## Task A
According to the message about IMMUTABLE functions and Unicode updates, which two locales in the libc provider don't actually use libc?
## Task B
Repeat the passage of the message about IMMUTABLE functions and Unicode updates starting at "From: Laurenz Albe" and ending at "makes it complicated.".
## Task C
Write the next part of the message about IMMUTABLE functions and Unicode updates, picking up after its last sentence.

## Source

---*---

Re: [18] Policy on IMMUTABLE functions and Unicode updates

From: Laurenz Albe <laurenz(dot)albe(at)cybertec(dot)at>
To: Jeff Davis <pgsql(at)j-davis(dot)com>, pgsql-hackers(at)postgresql(dot)org
Cc: Daniel Verite <daniel(at)manitou-mail(dot)org>, Noah Misch <noah(at)leadboat(dot)com>, Peter Eisentraut <peter(at)eisentraut(dot)org>, Robert Haas <robertmhaas(at)gmail(dot)com>, Tom Lane <tgl(at)sss(dot)pgh(dot)pa(dot)us>, Jeremy Schneider <schneider(at)ardentperf(dot)com>
Subject: Re: [18] Policy on IMMUTABLE functions and Unicode updates
Date: 2024-07-19 19:06:57
Message-ID: 5fcd0b4ae0d90c4df3e05266f0859f9751defe46.camel@cybertec.at
Views: Raw Message | Whole Thread | Download mbox | Resend email
Thread:
Lists: pgsql-hackers

On Tue, 2024-07-16 at 10:42 -0700, Jeff Davis wrote:
> The IMMUTABLE marker for functions is quite simple on the surface, but
> could be interpreted a few different ways, and there's some historical
> baggage that makes it complicated.
>
> There are a number of ways in which IMMUTABLE functions can change
> behavior:
>
> 1. Updating or moving to a different OS affects all collations that use
> the libc provider (other than "C" and "POSIX", which don't actually use
> libc). LOWER(), INITCAP(), UPPER() and pattern matching are also
> affected.
>
> 2. Updating ICU affects the collations that use the ICU provider.
> ICU_UNICODE_VERSION(), LOWER(), INITCAP(), UPPER() and pattern matching
> are also affected.
>
> 3. Moving to a different database encoding may affect collations that
> use the "C" or "POSIX" locales in the libc provider (NB: those locales
> don't actually use libc).
>
> 4. A PG Unicode update may change the results of functions that depend
> on Unicode. For instance, NORMALIZE(), UNICODE_ASSIGNED(), and
> UNICODE_VERSION(). Or, if using the new builtin provider's "C.UTF-8"
> locale in version 17, LOWER(), INITCAP(), UPPER(), and pattern matching
> (NB: collation itself is not affected -- always code point order).

---*---

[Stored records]
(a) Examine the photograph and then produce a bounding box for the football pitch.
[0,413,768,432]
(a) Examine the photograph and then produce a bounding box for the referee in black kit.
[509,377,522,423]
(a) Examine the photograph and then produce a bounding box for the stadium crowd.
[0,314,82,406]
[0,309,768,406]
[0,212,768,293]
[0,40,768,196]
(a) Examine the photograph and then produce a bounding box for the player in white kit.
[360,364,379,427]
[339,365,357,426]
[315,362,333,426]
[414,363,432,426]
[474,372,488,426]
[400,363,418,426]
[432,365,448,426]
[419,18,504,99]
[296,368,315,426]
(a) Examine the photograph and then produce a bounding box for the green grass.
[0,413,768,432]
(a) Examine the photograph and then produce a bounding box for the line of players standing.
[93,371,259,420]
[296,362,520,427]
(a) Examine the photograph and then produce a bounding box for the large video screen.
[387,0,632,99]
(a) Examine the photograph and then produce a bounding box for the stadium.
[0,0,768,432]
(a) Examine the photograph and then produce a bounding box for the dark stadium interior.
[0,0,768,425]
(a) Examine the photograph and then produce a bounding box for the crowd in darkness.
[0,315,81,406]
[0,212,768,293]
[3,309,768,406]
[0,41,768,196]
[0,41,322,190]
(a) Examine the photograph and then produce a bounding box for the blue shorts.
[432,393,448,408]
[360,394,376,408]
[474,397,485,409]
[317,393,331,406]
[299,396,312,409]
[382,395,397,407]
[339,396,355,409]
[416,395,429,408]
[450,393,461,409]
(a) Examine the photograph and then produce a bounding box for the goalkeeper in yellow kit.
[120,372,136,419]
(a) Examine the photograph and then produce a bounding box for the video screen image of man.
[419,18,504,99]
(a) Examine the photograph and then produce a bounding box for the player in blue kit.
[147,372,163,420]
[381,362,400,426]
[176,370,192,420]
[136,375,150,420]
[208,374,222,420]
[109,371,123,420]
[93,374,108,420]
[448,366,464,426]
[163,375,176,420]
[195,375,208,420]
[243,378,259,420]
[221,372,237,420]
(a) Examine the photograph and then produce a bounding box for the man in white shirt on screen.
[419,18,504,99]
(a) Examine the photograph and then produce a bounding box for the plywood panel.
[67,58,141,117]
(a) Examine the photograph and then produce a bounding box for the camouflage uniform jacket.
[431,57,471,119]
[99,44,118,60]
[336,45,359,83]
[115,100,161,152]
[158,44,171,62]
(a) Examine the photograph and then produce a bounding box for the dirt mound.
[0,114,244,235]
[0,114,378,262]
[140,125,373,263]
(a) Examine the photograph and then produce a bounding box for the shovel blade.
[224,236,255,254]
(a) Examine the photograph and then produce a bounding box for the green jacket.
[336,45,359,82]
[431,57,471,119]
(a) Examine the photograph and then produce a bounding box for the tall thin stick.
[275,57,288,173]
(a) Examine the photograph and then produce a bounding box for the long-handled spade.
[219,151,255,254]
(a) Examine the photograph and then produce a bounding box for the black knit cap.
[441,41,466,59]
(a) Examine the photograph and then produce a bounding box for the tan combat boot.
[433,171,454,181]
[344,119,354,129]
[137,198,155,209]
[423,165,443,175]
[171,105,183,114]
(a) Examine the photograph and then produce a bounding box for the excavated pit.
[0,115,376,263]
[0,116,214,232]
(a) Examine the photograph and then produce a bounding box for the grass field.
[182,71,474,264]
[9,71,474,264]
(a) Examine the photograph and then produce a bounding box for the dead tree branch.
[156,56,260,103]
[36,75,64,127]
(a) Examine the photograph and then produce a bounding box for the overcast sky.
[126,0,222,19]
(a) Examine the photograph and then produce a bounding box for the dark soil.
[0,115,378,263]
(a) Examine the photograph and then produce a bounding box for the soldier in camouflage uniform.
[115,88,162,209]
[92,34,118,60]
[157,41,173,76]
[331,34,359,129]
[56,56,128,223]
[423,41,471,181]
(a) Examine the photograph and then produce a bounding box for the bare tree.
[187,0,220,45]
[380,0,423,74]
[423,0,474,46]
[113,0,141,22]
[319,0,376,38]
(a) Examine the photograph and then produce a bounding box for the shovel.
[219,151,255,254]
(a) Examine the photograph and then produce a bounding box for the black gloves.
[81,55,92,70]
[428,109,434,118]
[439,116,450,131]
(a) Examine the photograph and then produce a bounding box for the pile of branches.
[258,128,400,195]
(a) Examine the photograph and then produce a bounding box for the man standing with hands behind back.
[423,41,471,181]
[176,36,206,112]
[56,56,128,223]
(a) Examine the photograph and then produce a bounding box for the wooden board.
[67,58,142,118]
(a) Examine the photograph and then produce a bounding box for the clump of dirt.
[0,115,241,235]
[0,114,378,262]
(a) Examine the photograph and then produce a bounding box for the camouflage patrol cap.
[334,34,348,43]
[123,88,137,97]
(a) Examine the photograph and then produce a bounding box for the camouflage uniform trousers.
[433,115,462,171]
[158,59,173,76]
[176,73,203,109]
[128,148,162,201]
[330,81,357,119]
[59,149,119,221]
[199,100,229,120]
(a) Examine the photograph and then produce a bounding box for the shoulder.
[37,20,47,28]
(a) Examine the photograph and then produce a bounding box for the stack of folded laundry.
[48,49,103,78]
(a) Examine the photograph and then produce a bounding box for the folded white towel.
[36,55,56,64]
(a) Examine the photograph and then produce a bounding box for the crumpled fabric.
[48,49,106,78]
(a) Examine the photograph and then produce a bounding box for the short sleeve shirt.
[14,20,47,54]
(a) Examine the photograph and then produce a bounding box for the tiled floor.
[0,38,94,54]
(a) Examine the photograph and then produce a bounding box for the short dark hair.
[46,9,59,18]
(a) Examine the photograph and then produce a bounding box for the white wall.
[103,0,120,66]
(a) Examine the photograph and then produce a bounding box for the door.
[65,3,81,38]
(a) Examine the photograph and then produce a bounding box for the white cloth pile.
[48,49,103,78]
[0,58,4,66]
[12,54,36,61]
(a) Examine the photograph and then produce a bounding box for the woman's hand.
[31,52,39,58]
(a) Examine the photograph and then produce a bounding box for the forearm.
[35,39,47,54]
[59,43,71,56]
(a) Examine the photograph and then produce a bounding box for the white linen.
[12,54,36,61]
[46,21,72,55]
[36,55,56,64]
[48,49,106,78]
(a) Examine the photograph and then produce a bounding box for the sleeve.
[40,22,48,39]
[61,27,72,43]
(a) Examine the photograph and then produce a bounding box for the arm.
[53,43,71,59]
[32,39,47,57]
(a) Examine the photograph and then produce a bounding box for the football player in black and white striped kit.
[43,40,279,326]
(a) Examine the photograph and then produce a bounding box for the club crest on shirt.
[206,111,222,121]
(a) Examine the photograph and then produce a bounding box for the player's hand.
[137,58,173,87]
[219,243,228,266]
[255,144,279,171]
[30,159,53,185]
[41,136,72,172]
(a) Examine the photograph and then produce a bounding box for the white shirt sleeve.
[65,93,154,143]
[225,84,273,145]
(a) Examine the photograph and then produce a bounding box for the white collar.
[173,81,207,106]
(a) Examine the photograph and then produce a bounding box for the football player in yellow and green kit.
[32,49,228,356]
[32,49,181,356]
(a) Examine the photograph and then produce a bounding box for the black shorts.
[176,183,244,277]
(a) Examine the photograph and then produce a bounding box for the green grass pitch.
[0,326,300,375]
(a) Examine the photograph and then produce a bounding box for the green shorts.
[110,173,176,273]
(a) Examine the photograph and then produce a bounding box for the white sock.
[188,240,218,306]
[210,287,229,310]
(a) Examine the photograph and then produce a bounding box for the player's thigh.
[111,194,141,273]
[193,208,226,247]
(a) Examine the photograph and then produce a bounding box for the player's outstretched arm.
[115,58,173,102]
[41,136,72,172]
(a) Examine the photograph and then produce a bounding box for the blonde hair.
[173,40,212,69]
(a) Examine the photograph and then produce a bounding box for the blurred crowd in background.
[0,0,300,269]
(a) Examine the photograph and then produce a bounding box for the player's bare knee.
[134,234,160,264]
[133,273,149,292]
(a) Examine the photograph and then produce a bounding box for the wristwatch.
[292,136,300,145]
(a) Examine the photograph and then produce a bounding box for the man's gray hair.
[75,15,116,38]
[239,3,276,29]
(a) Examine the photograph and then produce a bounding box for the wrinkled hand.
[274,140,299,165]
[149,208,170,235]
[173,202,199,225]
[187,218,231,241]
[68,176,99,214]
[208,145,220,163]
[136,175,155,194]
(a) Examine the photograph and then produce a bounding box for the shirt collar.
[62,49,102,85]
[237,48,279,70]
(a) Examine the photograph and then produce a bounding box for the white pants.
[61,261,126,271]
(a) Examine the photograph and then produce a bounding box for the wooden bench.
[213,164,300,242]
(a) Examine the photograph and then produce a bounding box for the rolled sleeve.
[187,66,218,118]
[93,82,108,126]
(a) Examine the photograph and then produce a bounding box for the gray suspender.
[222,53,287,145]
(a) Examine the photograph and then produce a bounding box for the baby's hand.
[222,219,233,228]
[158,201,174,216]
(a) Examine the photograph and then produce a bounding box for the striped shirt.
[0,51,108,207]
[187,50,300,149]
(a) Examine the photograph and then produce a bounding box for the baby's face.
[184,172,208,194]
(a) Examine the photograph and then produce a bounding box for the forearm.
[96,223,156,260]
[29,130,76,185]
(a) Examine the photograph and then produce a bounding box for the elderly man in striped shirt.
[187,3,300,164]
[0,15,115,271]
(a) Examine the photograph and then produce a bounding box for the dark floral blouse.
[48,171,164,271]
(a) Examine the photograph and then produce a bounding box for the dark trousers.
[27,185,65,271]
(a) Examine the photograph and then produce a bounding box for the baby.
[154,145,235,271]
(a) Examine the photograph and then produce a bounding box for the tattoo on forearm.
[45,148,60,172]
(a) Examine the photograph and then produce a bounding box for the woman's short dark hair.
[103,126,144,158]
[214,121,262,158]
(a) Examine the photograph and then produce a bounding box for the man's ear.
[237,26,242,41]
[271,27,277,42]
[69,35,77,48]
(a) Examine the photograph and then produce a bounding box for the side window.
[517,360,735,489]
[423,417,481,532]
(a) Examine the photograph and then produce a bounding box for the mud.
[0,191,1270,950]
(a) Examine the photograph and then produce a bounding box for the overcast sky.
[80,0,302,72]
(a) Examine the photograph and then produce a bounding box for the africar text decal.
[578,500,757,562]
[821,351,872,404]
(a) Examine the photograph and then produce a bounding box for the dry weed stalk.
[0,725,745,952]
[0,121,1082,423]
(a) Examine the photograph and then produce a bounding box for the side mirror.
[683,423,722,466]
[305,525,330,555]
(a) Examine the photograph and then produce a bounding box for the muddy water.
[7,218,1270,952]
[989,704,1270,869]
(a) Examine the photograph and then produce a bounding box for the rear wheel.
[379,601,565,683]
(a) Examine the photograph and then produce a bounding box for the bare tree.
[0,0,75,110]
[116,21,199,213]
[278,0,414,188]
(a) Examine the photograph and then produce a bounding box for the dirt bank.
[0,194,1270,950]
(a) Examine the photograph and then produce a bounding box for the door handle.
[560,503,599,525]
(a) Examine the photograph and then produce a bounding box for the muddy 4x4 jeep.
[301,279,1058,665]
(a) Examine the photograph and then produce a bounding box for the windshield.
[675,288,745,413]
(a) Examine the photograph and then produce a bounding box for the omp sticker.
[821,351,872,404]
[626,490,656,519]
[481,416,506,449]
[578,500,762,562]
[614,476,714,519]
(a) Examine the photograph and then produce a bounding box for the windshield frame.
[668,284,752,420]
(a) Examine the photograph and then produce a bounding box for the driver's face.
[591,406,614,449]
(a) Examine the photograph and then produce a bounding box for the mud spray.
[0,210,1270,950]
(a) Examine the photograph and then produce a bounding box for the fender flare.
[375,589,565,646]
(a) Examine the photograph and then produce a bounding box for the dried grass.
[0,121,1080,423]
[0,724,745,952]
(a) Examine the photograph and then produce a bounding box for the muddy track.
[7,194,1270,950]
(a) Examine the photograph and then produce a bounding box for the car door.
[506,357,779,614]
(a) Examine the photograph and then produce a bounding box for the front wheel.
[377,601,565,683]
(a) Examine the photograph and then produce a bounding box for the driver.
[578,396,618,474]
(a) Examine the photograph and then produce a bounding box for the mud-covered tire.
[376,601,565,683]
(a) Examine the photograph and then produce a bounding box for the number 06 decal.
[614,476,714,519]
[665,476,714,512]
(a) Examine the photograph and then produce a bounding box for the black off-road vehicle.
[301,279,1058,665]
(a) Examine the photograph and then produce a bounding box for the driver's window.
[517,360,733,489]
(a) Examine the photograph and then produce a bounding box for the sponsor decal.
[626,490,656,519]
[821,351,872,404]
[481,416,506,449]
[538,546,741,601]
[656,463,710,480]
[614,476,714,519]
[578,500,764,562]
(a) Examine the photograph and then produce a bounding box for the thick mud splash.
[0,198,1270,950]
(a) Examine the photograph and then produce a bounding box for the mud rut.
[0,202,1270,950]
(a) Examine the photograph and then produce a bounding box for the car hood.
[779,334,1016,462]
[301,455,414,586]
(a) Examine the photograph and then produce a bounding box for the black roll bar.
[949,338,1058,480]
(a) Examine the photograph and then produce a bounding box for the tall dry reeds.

---*---

## Reply A
The "C" and "POSIX" locales.

## Reply B
From: Laurenz Albe <laurenz(dot)albe(at)cybertec(dot)at>
To: Jeff Davis <pgsql(at)j-davis(dot)com>, pgsql-hackers(at)postgresql(dot)org
Cc: Daniel Verite <daniel(at)manitou-mail(dot)org>, Noah Misch <noah(at)leadboat(dot)com>, Peter Eisentraut <peter(at)eisentraut(dot)org>, Robert Haas <robertmhaas(at)gmail(dot)com>, Tom Lane <tgl(at)sss(dot)pgh(dot)pa(dot)us>, Jeremy Schneider <schneider(at)ardentperf(dot)com>
Subject: Re: [18] Policy on IMMUTABLE functions and Unicode updates
Date: 2024-07-19 19:06:57
Message-ID: 5fcd0b4ae0d90c4df3e05266f0859f9751defe46.camel@cybertec.at
Views: Raw Message | Whole Thread | Download mbox | Resend email
Thread:
Lists: pgsql-hackers

On Tue, 2024-07-16 at 10:42 -0700, Jeff Davis wrote:
> The IMMUTABLE marker for functions is quite simple on the surface, but
> could be interpreted a few different ways, and there's some historical
> baggage that makes it complicated.

## Reply C
>
> 5. If a well-defined IMMUTABLE function produces the wrong results, we
> may fix the bug in the next major release.
>
> 6. The GUC extra_float_digits can change the results of floating point
> text output.
>
> 7. A UDF may be improperly marked IMMUTABLE. A particularly common
> variant is a UDF without search_path specified, which is probably not
> truly IMMUTABLE.
>
> Noah seemed particularly concerned[1] about #4, so I'll start off by
> discussing that.
>
> Unicode updates do not affect collation itself, they
> affect affect NORMALIZE(), UNICODE_VERSION(), and UNICODE_ASSIGNED().
> If using the builtin "C.UTF-8" locale, they also affect LOWER(),
> INITCAP(), UPPER(), and pattern matching. (NB: the builtin collation
> provider hasn't yet gone through any Unicode update.)
>
> There are two alternative philosophies:
>
> A. By choosing to use a Unicode-based function, the user has opted in
> to the Unicode stability guarantees[2], and it's fine to update Unicode
> occasionally in new major versions as long as we are transparent with
> the user.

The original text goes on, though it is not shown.